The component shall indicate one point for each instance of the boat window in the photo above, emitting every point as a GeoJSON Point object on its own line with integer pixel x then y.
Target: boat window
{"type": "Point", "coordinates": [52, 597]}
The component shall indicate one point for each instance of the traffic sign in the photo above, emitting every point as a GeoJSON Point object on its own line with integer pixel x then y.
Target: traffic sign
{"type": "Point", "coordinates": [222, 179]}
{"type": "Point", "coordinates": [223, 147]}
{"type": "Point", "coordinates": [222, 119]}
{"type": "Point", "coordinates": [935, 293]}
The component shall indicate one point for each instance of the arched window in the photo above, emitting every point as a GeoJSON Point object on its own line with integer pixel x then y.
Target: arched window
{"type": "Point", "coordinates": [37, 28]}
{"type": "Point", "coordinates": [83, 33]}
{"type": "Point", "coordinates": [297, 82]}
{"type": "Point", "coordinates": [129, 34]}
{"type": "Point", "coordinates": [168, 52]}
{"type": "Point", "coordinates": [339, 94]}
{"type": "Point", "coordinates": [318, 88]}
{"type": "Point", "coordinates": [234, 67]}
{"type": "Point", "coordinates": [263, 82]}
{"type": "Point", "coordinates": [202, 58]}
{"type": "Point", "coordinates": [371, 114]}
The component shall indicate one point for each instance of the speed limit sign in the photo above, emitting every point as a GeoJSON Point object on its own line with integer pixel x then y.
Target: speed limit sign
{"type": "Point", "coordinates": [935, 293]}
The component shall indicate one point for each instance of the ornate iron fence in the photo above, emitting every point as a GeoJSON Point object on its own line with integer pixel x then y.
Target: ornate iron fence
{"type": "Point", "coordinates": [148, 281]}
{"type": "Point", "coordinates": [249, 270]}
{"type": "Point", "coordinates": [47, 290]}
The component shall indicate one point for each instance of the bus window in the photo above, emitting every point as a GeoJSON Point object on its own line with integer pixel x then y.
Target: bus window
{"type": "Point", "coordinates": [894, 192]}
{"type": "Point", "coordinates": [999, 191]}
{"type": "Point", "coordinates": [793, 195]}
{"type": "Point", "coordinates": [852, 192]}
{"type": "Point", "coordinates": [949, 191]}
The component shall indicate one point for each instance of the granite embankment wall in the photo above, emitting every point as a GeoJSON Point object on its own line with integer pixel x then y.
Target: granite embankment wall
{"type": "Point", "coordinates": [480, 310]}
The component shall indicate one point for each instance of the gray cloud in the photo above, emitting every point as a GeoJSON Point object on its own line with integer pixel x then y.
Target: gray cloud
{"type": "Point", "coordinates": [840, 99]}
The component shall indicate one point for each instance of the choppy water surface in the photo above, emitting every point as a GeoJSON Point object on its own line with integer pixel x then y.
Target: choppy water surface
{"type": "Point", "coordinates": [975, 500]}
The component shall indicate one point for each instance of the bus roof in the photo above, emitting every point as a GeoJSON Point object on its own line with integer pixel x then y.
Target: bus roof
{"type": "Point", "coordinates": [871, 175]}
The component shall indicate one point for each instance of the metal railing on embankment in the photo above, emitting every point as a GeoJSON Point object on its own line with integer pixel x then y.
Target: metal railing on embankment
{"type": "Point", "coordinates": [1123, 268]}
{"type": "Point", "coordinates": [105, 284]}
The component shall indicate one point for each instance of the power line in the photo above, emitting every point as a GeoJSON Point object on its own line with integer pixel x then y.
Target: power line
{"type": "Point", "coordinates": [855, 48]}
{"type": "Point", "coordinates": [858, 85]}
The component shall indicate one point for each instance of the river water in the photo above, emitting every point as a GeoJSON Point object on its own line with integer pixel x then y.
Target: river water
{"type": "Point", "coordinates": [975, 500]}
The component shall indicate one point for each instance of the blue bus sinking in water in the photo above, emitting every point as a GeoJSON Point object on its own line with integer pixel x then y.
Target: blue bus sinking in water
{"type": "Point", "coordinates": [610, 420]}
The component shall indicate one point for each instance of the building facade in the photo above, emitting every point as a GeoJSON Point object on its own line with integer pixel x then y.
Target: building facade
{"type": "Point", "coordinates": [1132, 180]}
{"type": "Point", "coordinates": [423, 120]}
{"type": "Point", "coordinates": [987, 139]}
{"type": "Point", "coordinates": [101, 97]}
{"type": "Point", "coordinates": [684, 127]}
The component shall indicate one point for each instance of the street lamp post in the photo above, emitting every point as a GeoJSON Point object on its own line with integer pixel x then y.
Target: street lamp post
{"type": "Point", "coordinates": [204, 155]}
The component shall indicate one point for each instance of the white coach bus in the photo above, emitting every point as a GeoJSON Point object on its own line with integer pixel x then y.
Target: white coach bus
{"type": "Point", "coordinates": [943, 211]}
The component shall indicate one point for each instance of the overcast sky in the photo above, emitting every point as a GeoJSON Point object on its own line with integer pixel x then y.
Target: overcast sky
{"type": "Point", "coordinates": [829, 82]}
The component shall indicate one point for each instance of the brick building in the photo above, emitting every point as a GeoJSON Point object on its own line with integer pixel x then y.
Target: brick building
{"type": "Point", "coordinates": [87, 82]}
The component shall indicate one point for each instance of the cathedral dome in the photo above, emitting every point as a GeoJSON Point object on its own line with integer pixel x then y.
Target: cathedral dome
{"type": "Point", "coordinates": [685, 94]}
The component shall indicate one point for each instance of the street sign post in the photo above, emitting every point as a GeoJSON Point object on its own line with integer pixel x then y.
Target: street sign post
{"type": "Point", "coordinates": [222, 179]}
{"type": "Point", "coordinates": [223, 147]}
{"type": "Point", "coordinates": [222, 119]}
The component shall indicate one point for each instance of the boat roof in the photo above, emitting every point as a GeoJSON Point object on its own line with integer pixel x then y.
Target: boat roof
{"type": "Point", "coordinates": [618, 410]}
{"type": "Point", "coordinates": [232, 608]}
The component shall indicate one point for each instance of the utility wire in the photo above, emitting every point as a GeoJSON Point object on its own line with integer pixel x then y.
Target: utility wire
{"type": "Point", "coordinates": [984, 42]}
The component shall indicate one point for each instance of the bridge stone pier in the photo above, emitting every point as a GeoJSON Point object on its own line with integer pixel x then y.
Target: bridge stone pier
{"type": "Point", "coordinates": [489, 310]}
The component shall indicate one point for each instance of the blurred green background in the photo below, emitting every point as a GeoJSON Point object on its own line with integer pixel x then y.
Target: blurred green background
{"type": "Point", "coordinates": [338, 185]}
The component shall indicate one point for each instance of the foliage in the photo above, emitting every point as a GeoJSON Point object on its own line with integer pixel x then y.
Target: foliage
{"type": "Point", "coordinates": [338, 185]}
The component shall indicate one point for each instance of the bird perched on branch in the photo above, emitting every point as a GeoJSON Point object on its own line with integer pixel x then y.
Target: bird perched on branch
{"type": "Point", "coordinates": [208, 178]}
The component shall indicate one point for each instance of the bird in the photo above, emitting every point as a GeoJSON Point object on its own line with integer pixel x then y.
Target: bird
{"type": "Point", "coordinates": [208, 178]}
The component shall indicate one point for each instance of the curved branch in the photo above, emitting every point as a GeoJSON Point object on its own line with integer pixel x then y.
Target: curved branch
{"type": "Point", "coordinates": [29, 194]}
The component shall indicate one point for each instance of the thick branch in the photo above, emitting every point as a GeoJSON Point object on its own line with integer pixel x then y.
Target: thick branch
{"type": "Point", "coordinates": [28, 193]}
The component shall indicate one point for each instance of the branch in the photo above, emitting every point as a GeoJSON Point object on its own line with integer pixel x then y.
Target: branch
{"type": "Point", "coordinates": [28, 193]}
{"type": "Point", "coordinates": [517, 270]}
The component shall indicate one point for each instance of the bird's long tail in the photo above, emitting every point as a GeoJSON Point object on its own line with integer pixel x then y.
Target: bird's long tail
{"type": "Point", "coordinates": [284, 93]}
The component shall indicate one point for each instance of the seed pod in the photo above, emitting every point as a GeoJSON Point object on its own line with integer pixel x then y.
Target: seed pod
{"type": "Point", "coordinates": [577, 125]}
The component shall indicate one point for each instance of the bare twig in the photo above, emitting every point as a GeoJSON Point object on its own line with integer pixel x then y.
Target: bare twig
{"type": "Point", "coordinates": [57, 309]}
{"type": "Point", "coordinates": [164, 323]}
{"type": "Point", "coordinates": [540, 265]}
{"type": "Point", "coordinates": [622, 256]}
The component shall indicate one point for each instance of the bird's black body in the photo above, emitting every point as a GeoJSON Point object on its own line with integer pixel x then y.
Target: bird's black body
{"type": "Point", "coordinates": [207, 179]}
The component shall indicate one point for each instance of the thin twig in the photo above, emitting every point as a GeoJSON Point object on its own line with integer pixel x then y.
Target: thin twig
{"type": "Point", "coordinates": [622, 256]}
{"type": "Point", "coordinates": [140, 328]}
○ ○ ○
● THE TASK
Only the lines from the one that contains "the bird's long" to the end of the data should be output, exactly as they appear.

● RESULT BELOW
The component shall indicate one point for each instance of the bird's long tail in the photo above, emitting every point as a GeoJSON Point object on its own line with integer pixel x then y.
Target: bird's long tail
{"type": "Point", "coordinates": [284, 93]}
The component shall indicate one point for each instance of the seed pod in the photo above, emitting every point as a GeoJSON Point object on its own line with integer pixel x then y.
Target: seed pod
{"type": "Point", "coordinates": [577, 125]}
The component shall indicate one point for each instance of the bare twig in the photo above, emitting every point as a GeoJSON Point object on its own line with integer pixel x then y.
Target: bare twig
{"type": "Point", "coordinates": [57, 309]}
{"type": "Point", "coordinates": [164, 323]}
{"type": "Point", "coordinates": [540, 265]}
{"type": "Point", "coordinates": [622, 256]}
The component shall indicate one point for each instance of the bird's black body in the photo above, emitting every point as a GeoJSON Point object on its own line with integer pixel x then y.
Target: bird's black body
{"type": "Point", "coordinates": [207, 179]}
The component shall indicate one point for each instance of the thin twig in the photo above, emitting every point as a GeoJSON Point object on its own line with integer pixel x then y.
Target: thin twig
{"type": "Point", "coordinates": [622, 256]}
{"type": "Point", "coordinates": [140, 328]}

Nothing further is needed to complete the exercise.